* [What you should do]:
In the post about premature close and reopen votes, rewrite the section from "Should we have" up to and including "about the subject).", swapping "Skip button" out for "Pass button".

* [Document passage]:
** BEGIN **
Should we have a Grace period to avoid premature Voting to Close and Reopening Cycle

(and more)

This thing is bothering me for some time already, especially after the migration of many users who do more or less exclusively reviewing on the site but not much of actual content contribution. Not that I am dismissing or underestimating the effort that goes in but there is a fine line between having a lust-driven relationship with review buttons and actually reviewing the questions properly (which means once in a while clicking that $%$%^#& Skip button if you don't have any idea about the subject).

Fun fact; I have tried a few identification experiments such that I found a recently closed question and then voted for reopening (i've chosen closed-with-valid-reasoning ones to maximize the effect) and some users who actually voted for closing also voted for reopening. Now no need for calling names for this but, if you excuse my French, this is bullock-cart-pulling-bullshit (emphasis is mine).

Now, I don't know why you hang out here but I like being borderline useful while learning a lot. Also, as a recent-beginner of Python and Linux, I really feel the pain of some of the users that ask quick questions with haste because sometimes you really don't know what else to do and having copy/pasted every damn solution on SO or any other place, it quickly becomes a mess. Last thing you need is to put n-propeller-powered-jetillion nuances/rituals about what the site rules are or whatever the forum owners' girlfriend implemented somewhere. With a little bit of effort and gentle nudges, most new users give in without any sour feeling and make a MWE, it takes time and patience and we have a lot of it in here. Or had. Now all I see is dictating comments on how things operate here and if you don't obey my warning, I'll call my mod brother and he'll whoop yo ass. attitude.
** END **
* [Dataset records]:
** BEGIN **
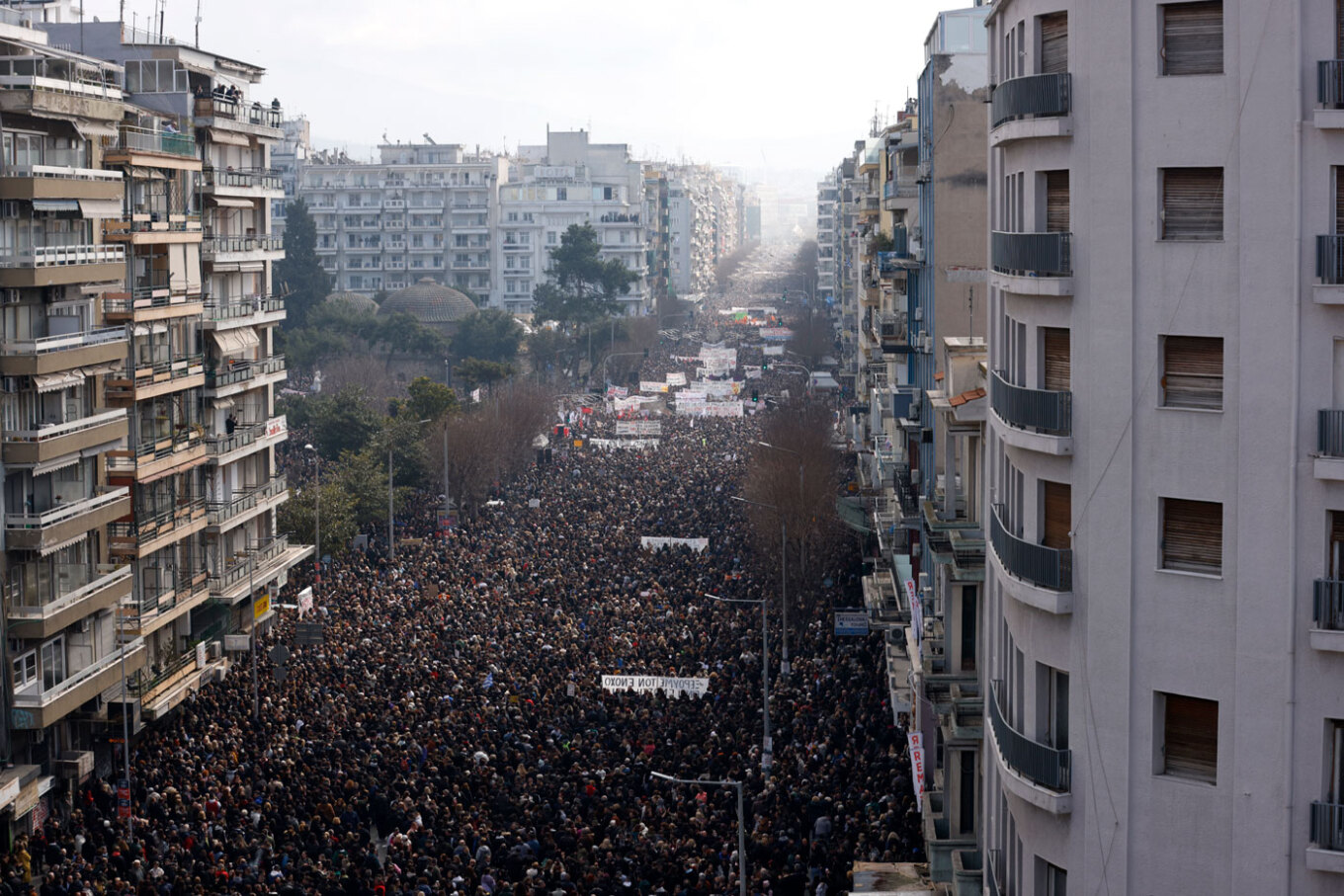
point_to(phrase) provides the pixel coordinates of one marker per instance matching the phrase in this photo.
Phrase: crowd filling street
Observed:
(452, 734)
** END **
** BEGIN **
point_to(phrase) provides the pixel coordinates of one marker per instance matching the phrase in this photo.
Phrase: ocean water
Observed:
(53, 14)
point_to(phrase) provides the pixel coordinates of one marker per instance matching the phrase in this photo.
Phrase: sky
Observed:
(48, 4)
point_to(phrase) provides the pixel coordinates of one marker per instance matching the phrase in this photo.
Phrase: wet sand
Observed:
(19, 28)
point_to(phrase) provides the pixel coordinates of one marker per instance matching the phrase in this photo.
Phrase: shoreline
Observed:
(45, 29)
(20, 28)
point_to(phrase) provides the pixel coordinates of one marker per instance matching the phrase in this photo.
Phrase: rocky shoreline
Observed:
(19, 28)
** END **
* [Response to this task]:
Should we have a Grace period to avoid premature Voting to Close and Reopening Cycle

(and more)

This thing is bothering me for some time already, especially after the migration of many users who do more or less exclusively reviewing on the site but not much of actual content contribution. Not that I am dismissing or underestimating the effort that goes in but there is a fine line between having a lust-driven relationship with review buttons and actually reviewing the questions properly (which means once in a while clicking that $%$%^#& Pass button if you don't have any idea about the subject).